### [Task directions]
Return all of the entries below exactly as they are given.

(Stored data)
----------------

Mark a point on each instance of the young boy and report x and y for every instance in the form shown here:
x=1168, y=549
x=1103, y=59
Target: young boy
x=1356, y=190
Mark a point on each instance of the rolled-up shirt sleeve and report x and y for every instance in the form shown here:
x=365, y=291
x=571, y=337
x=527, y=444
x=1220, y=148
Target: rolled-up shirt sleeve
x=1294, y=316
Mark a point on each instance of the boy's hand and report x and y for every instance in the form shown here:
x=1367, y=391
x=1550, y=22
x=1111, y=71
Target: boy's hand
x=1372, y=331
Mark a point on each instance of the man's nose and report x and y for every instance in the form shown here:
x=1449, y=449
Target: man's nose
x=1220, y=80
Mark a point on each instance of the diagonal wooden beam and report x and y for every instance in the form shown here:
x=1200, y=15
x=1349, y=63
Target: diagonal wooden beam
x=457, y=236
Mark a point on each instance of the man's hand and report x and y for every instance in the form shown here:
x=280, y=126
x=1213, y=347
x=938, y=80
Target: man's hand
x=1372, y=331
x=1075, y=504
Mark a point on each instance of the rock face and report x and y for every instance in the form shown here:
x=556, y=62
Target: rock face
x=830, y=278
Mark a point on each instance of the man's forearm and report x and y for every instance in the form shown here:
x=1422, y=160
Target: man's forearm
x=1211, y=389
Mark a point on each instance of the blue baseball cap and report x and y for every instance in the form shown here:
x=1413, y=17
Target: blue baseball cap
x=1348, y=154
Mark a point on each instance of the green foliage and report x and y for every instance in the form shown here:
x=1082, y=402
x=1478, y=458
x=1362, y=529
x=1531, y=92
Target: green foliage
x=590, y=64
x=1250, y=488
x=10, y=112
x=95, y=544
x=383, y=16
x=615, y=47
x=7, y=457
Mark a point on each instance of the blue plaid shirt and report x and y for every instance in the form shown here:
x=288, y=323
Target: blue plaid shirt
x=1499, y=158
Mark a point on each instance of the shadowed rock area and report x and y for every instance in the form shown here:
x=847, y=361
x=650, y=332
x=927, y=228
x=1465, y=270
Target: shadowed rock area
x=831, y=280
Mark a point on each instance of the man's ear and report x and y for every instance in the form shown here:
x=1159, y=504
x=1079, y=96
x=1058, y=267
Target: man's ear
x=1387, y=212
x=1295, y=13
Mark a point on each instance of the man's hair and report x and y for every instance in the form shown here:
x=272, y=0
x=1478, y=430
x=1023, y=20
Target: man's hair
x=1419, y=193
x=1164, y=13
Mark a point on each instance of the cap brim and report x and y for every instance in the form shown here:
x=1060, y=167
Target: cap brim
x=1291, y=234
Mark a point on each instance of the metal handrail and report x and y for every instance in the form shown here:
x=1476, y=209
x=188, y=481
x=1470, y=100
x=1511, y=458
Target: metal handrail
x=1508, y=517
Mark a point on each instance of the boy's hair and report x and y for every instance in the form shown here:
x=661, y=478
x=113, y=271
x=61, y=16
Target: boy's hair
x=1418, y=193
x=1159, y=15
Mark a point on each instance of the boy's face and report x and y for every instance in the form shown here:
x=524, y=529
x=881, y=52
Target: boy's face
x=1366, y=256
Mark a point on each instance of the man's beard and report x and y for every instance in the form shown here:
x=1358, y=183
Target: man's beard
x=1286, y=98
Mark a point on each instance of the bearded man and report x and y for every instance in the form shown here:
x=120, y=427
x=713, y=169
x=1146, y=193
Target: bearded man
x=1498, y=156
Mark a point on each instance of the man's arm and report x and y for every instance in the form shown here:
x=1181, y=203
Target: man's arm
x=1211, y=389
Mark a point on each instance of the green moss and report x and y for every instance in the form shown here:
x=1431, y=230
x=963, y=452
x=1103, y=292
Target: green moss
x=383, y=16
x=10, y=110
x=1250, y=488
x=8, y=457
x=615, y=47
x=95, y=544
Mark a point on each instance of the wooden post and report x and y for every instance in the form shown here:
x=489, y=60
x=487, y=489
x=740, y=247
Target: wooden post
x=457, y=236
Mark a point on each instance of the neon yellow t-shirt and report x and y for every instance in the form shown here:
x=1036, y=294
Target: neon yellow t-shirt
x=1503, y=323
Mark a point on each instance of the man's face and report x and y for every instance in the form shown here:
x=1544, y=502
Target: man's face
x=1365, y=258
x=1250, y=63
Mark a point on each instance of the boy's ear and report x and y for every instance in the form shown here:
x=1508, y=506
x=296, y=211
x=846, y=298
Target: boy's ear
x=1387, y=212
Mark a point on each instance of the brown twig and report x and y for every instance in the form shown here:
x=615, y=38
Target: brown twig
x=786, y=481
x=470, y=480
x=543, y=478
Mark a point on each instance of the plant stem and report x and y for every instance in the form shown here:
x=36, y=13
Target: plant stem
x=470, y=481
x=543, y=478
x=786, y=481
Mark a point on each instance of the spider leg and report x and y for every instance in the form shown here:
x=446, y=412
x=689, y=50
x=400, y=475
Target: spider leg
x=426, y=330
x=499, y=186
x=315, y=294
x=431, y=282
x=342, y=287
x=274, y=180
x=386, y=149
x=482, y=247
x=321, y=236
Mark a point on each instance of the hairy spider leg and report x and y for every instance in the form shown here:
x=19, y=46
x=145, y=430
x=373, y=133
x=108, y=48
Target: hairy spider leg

----------------

### [Written reply]
Mark a point on each instance of the young boy and report x and y for every instance in the form shown here:
x=1168, y=549
x=1103, y=59
Target: young boy
x=1356, y=190
Mark a point on each instance of the rolled-up shirt sleeve and report x and y for every instance in the form shown here:
x=365, y=291
x=571, y=337
x=527, y=444
x=1220, y=148
Target: rolled-up shirt sleeve
x=1294, y=316
Mark a point on each instance of the boy's hand and report x and y for every instance in the form shown here:
x=1367, y=391
x=1550, y=22
x=1111, y=71
Target: boy's hand
x=1372, y=331
Mark a point on each instance of the man's nose and report x and y for every instance in the form shown here:
x=1449, y=449
Target: man's nose
x=1220, y=80
Mark a point on each instance of the diagonal wooden beam and report x and y for every instance in the form shown here:
x=1200, y=15
x=1349, y=63
Target: diagonal wooden beam
x=457, y=236
Mark a point on each instance of the man's hand and report x and y for every instance in the form shown here:
x=280, y=126
x=1213, y=347
x=938, y=80
Target: man's hand
x=1372, y=331
x=1075, y=504
Mark a point on each instance of the rock face and report x and y for every instance in the form shown here:
x=556, y=62
Target: rock face
x=830, y=278
Mark a point on each instance of the man's forearm and report x and y for every instance in the form shown here:
x=1422, y=160
Target: man's forearm
x=1211, y=389
Mark a point on each instance of the blue baseball cap and report x and y for every instance in the form shown here:
x=1413, y=17
Target: blue baseball cap
x=1348, y=154
Mark a point on each instance of the green foliage and report x and y for every instance in the form shown here:
x=1082, y=402
x=1478, y=458
x=1362, y=529
x=1531, y=92
Target: green foliage
x=590, y=64
x=1250, y=488
x=10, y=112
x=95, y=544
x=383, y=16
x=615, y=47
x=7, y=457
Mark a point on each instance of the blue plaid shirt and report x and y for every instance in the form shown here:
x=288, y=323
Target: blue plaid shirt
x=1499, y=158
Mark a point on each instance of the shadowed rock area and report x and y for every instance in the form shown here:
x=847, y=361
x=650, y=332
x=927, y=228
x=1465, y=270
Target: shadowed rock area
x=831, y=280
Mark a point on each instance of the man's ear and report x and y for every instance in the form shown here:
x=1159, y=504
x=1079, y=96
x=1058, y=267
Target: man's ear
x=1387, y=212
x=1295, y=13
Mark a point on each instance of the man's hair and report x and y for every instance in the form shown here:
x=272, y=0
x=1478, y=430
x=1023, y=20
Target: man's hair
x=1419, y=193
x=1164, y=13
Mark a point on each instance of the cap brim and report x and y for every instance in the form shown here:
x=1060, y=167
Target: cap brim
x=1291, y=234
Mark a point on each instance of the metal handrail and report x and y for every instance in the form shown here:
x=1476, y=209
x=188, y=481
x=1470, y=100
x=1511, y=458
Target: metal handrail
x=1508, y=517
Mark a point on each instance of the boy's hair and report x and y for every instance in the form shown here:
x=661, y=478
x=113, y=271
x=61, y=16
Target: boy's hair
x=1418, y=193
x=1159, y=15
Mark a point on each instance of the boy's face and report x and y for every instance in the form shown here:
x=524, y=529
x=881, y=52
Target: boy's face
x=1366, y=256
Mark a point on each instance of the man's beard and report x and y for every instance in the form shown here:
x=1358, y=183
Target: man's beard
x=1286, y=98
Mark a point on each instance of the bearded man and report x and y for every instance in the form shown here:
x=120, y=427
x=713, y=169
x=1146, y=193
Target: bearded man
x=1498, y=156
Mark a point on each instance of the man's arm and report x and y for every instance in the form shown here:
x=1181, y=203
Target: man's arm
x=1211, y=389
Mark a point on each instance of the green moss and report x and y for every instance in the form shown here:
x=1431, y=230
x=963, y=452
x=1103, y=292
Target: green moss
x=383, y=16
x=10, y=110
x=1250, y=488
x=8, y=457
x=615, y=47
x=95, y=544
Mark a point on each instance of the wooden post and report x and y for every instance in the form shown here:
x=489, y=60
x=487, y=489
x=740, y=247
Target: wooden post
x=457, y=236
Mark a point on each instance of the neon yellow t-shirt and report x and y for every instance in the form shown here:
x=1036, y=294
Target: neon yellow t-shirt
x=1503, y=323
Mark a point on each instance of the man's face and report x and y for every instance in the form shown here:
x=1544, y=502
Target: man's face
x=1365, y=258
x=1250, y=63
Mark a point on each instance of the boy's ear and report x and y for every instance in the form shown here:
x=1508, y=506
x=296, y=211
x=846, y=298
Target: boy's ear
x=1387, y=212
Mark a point on each instance of the brown twig and report x and y for every instance in the form shown here:
x=615, y=38
Target: brown twig
x=786, y=481
x=470, y=480
x=543, y=478
Mark a point on each instance of the plant stem and report x and y for every instance in the form shown here:
x=36, y=13
Target: plant stem
x=470, y=481
x=543, y=478
x=786, y=481
Mark a point on each instance of the spider leg and report x and y for every instance in the form shown here:
x=446, y=412
x=689, y=50
x=400, y=475
Target: spider leg
x=426, y=330
x=499, y=186
x=315, y=294
x=431, y=282
x=342, y=287
x=274, y=180
x=386, y=149
x=482, y=247
x=321, y=236
Mark a point on each instance of the hairy spider leg and report x and y for every instance in the form shown here:
x=19, y=46
x=145, y=430
x=373, y=133
x=108, y=48
Target: hairy spider leg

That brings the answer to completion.